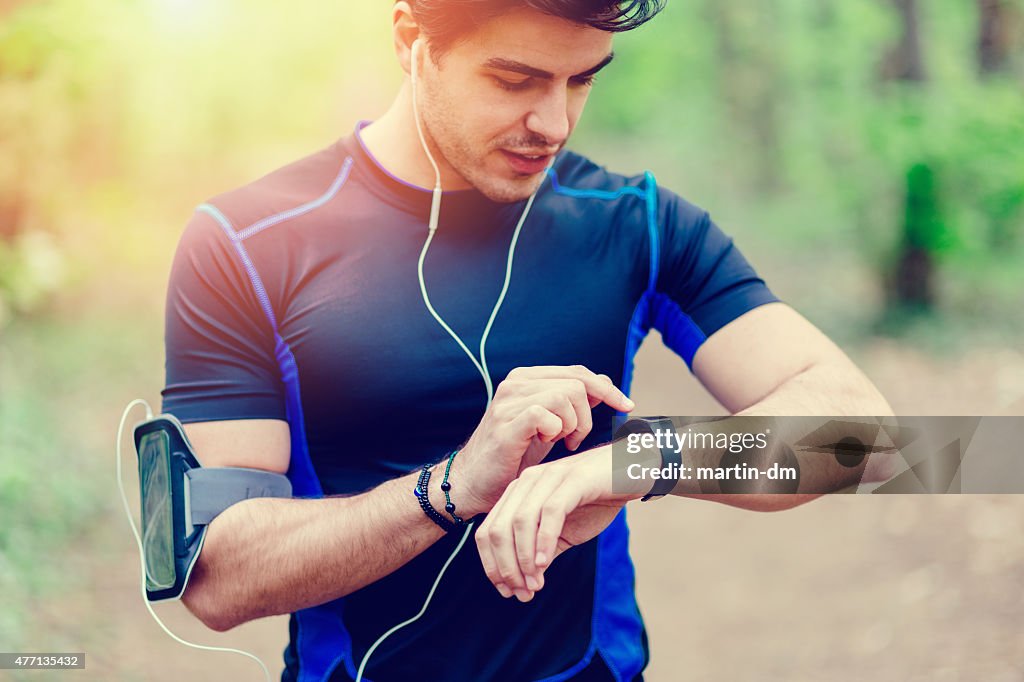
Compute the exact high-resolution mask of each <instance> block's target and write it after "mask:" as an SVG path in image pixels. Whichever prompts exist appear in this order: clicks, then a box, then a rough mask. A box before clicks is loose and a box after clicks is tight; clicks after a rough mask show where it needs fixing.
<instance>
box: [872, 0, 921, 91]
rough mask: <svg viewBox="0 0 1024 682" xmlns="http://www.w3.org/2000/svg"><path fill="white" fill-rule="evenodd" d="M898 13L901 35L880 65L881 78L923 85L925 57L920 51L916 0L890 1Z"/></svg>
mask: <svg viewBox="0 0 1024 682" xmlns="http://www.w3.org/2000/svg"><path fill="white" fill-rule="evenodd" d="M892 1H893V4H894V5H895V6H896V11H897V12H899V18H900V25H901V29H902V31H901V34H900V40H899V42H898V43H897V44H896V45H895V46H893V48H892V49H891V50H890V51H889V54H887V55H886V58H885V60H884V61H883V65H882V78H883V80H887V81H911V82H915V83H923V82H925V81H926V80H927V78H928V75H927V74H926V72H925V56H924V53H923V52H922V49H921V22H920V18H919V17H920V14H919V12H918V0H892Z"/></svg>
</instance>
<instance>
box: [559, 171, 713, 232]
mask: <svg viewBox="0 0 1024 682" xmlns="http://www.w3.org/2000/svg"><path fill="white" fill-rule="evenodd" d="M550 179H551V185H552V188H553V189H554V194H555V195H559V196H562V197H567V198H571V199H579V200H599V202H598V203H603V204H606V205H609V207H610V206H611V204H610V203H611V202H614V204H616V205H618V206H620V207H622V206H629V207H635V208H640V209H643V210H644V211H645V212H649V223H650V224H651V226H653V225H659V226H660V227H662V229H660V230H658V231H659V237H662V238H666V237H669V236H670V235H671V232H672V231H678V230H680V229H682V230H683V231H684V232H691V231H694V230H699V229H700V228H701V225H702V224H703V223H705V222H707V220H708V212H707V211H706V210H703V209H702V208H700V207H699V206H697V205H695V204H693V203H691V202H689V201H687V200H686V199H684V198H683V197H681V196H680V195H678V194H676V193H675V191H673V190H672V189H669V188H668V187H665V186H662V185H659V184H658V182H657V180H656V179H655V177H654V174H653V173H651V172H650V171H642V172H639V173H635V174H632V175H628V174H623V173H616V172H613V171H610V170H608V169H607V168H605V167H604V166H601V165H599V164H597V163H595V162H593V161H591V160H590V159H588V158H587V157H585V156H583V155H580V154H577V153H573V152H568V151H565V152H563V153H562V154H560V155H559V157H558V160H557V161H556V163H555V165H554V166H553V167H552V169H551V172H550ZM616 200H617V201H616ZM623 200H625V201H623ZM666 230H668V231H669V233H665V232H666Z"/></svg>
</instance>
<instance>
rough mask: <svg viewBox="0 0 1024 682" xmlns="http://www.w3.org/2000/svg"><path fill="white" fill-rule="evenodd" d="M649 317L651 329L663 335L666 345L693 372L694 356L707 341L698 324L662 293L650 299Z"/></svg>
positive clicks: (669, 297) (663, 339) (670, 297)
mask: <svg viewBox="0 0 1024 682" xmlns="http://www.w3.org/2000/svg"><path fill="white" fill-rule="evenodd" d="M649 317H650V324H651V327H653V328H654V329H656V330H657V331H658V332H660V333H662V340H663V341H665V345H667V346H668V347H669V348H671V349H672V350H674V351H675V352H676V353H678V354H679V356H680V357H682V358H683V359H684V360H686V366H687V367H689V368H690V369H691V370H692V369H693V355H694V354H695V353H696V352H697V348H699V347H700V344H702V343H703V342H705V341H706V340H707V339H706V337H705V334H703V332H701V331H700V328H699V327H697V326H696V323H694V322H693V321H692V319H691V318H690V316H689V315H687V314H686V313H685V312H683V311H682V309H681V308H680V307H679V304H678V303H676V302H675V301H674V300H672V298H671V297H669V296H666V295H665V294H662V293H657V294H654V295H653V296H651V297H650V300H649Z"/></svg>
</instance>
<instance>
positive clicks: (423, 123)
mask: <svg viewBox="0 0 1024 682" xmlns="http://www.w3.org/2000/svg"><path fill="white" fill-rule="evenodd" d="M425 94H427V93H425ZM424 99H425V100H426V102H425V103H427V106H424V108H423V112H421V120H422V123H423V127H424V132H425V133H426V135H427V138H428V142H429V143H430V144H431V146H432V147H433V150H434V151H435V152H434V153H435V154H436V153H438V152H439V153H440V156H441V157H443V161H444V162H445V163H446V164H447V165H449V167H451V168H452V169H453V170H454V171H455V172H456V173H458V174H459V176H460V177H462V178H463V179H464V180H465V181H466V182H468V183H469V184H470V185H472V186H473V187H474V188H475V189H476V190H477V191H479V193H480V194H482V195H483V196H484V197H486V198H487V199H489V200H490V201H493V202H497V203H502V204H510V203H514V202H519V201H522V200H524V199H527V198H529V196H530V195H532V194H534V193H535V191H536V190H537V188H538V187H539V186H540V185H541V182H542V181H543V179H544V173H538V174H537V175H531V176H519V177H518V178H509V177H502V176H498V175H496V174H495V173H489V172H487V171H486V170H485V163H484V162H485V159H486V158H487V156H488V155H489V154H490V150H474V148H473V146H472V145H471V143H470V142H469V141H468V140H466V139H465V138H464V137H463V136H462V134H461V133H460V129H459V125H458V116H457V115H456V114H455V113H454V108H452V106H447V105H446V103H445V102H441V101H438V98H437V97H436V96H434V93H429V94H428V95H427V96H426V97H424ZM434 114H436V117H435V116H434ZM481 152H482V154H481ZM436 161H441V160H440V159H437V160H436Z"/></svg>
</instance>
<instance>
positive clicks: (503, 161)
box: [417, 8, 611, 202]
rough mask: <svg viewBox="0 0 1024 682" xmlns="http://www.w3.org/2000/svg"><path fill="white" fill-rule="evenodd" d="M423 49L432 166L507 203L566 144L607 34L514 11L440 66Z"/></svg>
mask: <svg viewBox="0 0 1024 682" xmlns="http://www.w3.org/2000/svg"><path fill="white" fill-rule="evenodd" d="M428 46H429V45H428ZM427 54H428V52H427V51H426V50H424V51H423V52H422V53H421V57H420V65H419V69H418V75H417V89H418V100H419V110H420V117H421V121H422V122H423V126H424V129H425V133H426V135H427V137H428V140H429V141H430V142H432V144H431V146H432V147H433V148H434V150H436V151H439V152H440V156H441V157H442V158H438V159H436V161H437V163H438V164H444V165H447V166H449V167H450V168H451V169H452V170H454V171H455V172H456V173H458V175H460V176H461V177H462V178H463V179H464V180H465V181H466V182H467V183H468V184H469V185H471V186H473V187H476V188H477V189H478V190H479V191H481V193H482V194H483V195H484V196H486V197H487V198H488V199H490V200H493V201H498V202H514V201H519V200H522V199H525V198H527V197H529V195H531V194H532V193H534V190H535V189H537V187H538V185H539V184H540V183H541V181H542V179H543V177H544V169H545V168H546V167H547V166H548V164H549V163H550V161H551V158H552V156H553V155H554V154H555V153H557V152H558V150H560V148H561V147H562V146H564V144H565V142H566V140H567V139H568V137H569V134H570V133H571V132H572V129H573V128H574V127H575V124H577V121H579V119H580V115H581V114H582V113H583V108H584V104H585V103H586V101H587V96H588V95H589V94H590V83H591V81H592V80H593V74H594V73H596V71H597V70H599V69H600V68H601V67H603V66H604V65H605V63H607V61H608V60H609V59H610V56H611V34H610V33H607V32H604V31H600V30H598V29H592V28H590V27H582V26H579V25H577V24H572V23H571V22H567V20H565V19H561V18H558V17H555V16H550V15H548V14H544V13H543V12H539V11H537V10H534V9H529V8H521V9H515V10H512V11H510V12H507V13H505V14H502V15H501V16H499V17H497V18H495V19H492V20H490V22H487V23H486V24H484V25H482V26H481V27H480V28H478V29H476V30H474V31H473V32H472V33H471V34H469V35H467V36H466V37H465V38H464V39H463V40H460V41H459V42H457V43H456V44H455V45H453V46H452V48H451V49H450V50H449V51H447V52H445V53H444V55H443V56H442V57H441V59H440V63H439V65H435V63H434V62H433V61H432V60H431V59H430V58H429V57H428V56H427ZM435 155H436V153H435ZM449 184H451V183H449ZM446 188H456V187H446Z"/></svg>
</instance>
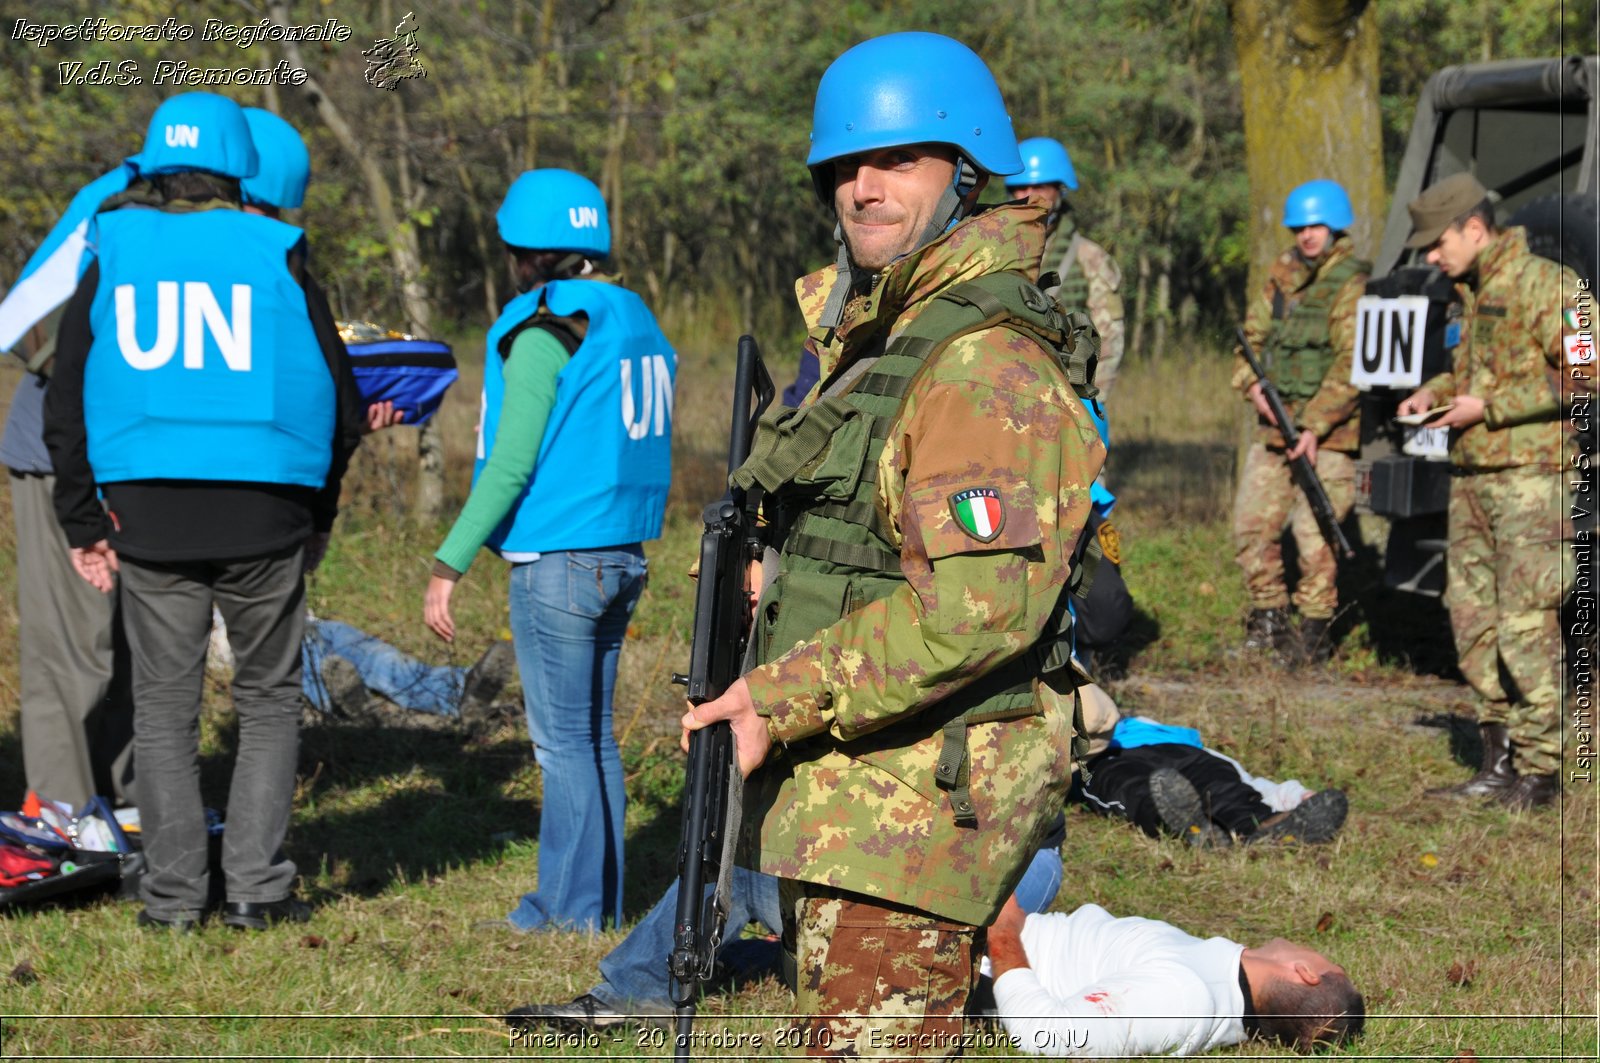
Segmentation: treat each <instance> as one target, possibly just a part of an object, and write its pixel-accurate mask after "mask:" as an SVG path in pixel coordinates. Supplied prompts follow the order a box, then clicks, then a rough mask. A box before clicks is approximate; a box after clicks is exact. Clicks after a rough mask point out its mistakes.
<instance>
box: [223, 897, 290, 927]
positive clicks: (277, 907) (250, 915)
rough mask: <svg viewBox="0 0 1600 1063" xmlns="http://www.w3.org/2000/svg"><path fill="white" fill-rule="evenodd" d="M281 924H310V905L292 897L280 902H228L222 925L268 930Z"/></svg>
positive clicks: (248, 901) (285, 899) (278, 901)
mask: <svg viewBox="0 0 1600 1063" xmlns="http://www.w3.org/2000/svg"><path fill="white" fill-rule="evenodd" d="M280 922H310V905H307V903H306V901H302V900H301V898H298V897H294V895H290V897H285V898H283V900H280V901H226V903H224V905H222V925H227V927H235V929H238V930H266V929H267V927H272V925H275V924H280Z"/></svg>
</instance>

---+---

[Brief]: Copy out every line of the listing above that contains the string "after", matching case exactly.

[Written reply]:
Compute the exact high-resolution mask of each <instance> block's target and write it after "mask:" as an SVG path in image pixels. Whichever prompts exist appear in this order: clicks, then a box, then a rough mask. A box before clicks is loose and a box after clicks is tight; clicks after a rough mask show where it needs fixing.
Segmentation: treat each <instance> as one target, possibly just a part of an object, and write its pixel-accurate mask after "mask:" as an SVG path in pixel coordinates. Supplied prompts follow the order a box, then clicks, then a rough mask. A box before clicks is approximate; a box after clicks is exact. Clicks after a rough mask point out its mistakes.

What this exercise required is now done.